(Collection entries)
▼
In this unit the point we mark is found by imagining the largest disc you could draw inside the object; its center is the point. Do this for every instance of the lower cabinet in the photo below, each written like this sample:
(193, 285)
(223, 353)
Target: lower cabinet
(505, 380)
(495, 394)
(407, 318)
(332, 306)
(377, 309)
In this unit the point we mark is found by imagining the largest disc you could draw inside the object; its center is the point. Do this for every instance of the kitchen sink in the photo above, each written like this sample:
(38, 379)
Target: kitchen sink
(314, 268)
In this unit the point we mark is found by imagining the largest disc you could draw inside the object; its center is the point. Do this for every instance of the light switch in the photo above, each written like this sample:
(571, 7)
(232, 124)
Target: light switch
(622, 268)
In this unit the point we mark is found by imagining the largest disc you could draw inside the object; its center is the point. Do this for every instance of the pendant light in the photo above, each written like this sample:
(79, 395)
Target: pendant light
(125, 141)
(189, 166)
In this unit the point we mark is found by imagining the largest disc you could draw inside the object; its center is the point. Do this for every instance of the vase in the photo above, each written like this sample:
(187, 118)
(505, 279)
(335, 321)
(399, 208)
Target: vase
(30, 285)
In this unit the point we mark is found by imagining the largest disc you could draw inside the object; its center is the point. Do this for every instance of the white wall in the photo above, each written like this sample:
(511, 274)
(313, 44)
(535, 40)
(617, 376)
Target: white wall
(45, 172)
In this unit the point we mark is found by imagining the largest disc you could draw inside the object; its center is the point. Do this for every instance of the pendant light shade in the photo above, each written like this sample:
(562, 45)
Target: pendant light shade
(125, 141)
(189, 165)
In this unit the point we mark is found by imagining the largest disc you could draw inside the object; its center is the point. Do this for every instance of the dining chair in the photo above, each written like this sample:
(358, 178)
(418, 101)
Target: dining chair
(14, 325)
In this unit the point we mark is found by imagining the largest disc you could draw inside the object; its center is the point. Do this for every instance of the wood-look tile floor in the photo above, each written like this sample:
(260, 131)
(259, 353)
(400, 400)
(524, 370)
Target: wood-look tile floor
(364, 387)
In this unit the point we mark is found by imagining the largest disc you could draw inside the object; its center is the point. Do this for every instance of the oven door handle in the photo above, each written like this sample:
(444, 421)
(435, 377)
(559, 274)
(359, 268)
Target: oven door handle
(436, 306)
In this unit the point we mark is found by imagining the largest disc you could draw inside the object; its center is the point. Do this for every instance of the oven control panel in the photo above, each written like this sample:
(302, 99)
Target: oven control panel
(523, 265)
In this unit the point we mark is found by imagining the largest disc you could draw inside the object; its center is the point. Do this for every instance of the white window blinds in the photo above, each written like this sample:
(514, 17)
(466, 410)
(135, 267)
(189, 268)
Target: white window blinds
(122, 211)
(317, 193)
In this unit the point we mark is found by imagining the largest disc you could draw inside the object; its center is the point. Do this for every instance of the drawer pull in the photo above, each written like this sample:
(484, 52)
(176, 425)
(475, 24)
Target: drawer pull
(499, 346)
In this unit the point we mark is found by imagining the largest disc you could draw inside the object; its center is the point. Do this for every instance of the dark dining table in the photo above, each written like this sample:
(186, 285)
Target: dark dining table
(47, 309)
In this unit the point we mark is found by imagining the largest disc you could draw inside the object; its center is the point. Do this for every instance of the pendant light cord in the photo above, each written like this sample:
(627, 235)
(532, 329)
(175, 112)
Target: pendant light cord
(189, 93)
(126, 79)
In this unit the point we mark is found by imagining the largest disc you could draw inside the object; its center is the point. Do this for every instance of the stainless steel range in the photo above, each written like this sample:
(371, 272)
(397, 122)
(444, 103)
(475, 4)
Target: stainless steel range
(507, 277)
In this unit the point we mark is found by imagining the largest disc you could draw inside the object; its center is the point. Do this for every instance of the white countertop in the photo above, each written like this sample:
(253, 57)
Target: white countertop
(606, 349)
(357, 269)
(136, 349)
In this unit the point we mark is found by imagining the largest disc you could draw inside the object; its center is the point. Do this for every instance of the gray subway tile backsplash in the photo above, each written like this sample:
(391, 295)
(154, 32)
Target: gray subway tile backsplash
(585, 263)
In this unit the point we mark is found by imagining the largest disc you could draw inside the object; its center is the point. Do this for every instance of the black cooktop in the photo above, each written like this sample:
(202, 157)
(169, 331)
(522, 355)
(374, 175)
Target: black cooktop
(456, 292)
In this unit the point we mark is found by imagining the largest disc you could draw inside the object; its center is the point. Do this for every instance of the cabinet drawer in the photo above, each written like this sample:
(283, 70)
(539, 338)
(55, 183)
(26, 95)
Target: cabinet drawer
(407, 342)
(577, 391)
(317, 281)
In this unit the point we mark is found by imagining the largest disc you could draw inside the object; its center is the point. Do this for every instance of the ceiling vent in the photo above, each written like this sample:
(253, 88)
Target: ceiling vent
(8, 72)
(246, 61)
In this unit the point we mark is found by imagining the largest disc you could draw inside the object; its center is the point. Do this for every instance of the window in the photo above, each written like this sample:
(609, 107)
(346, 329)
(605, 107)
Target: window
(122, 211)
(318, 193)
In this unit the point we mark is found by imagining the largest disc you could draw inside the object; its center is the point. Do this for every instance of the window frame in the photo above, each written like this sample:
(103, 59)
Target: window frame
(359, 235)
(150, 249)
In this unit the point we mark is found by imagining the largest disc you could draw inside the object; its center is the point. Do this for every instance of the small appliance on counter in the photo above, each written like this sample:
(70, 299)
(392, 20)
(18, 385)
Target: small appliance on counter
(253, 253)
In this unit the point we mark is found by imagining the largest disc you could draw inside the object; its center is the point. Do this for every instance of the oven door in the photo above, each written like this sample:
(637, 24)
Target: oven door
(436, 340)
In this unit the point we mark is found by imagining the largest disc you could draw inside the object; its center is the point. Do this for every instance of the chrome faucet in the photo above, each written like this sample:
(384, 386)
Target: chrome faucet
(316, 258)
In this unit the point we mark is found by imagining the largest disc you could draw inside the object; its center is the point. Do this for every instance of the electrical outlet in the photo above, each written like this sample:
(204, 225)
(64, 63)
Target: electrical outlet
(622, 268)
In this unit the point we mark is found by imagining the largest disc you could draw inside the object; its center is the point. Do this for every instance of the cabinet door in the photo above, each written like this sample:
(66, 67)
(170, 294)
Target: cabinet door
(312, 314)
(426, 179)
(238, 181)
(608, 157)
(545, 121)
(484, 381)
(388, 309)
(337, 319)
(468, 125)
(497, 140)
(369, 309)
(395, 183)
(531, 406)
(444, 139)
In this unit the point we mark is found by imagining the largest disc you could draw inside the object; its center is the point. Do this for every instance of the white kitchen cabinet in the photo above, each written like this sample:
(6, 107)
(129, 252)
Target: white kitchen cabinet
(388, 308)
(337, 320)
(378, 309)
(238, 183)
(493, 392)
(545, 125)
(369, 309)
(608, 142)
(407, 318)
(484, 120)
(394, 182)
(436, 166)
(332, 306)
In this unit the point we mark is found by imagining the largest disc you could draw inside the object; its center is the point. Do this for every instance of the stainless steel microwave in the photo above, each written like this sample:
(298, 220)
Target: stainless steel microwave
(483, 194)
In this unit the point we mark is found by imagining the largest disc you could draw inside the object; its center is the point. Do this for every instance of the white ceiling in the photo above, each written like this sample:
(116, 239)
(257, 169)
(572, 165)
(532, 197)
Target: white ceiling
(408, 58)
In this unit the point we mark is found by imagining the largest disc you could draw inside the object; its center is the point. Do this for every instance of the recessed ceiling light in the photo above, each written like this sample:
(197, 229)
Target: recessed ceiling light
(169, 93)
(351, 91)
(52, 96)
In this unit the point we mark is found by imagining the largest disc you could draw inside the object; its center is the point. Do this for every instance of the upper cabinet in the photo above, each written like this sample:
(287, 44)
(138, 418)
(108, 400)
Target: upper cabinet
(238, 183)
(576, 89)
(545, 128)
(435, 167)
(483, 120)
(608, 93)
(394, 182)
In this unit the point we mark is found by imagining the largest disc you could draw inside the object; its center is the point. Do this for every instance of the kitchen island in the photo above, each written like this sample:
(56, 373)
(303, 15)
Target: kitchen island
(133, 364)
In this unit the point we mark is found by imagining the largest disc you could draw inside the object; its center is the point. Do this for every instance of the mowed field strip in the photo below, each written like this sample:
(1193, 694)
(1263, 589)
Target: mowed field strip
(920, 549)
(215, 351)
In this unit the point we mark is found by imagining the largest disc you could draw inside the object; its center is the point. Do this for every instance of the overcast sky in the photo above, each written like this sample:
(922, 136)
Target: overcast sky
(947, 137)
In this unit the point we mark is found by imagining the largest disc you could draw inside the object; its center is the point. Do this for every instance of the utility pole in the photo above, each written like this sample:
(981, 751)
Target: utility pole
▲
• What you will do: Quote exactly and only the lines from the one holding "of the overcast" through the end of the data.

• Task solution:
In this unit the point we mark is found by imagining the largest disc you could draw inside the object; its center is the point. Do this for every instance of the overcast sky in the photo above, each written like this sample:
(922, 136)
Target: overcast sky
(947, 137)
In this unit the point we mark is found by imagining the largest disc you could draw inside the object; its center is the point. Do this for every instance of the utility pole in the photo above, each written like this sample:
(981, 751)
Target: utility pole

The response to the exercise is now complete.